What needs to be done
Copy the part of the sickle cell disease passage that begins with "Currently, the only" and ends after "with their physician.", swapping "matching donor" for "compatible donor".

Selected extract
********************

Living a full, healthy life with sickle cell disease
Sickle cell disease is a lifelong disorder; yet, those affected can still lead productive and full lives. Sickle cell treatment centers—in providing specialized outpatient and inpatient care, a network of specialty physicians, genetic testing, family planning counseling, and other services—help patients with sickle cell disease experience a high quality of life.
While future therapies hold the promise of improved outcomes, early diagnosis, preventative care and access to specialty care are still the most important factors in living well with sickle cell.
Currently, the only true cure for sickle cell disease is a bone marrow/stem cell transplant. This procedure requires a matching donor and comes with its own set of risks. Patients considering transplantation should weigh these risks and discuss individually with their physician.
With proper care, sickle cell disease can be successfully managed. A hematologist (a physician with special training in blood disorders) handles a sickle cell patient’s care and identifies the best treatment options. These typically include penicillin and hydroxyurea, which can help reduce the number of pain crises for adults with severe disease. Pain medications may be needed to treat pain symptoms when they occur.

********************

Material shown
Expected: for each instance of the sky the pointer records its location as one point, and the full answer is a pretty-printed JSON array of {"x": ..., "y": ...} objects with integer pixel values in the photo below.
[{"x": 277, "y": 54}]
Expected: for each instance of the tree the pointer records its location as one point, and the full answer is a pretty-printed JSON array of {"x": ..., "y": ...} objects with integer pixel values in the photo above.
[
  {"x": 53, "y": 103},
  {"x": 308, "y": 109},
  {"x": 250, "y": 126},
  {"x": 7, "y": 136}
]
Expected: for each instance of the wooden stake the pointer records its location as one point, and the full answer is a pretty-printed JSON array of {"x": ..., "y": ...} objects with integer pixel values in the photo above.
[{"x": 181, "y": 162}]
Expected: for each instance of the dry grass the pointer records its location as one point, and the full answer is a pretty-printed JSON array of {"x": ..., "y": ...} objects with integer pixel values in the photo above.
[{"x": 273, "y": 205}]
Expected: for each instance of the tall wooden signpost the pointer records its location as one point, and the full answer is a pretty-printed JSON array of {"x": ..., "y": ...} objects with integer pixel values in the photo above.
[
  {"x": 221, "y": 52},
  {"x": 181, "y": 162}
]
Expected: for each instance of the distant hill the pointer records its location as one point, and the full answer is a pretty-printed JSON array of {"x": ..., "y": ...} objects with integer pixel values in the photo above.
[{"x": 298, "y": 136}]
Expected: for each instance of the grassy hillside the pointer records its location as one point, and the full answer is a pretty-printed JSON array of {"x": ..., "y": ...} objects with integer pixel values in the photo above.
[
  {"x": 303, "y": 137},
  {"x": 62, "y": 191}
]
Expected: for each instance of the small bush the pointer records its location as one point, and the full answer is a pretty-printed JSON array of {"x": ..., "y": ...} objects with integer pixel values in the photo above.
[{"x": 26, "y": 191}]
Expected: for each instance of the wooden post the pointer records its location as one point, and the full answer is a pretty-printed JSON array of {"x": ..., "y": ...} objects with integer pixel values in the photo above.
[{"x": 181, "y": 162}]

********************

Output for this exercise
Currently, the only true cure for sickle cell disease is a bone marrow/stem cell transplant. This procedure requires a compatible donor and comes with its own set of risks. Patients considering transplantation should weigh these risks and discuss individually with their physician.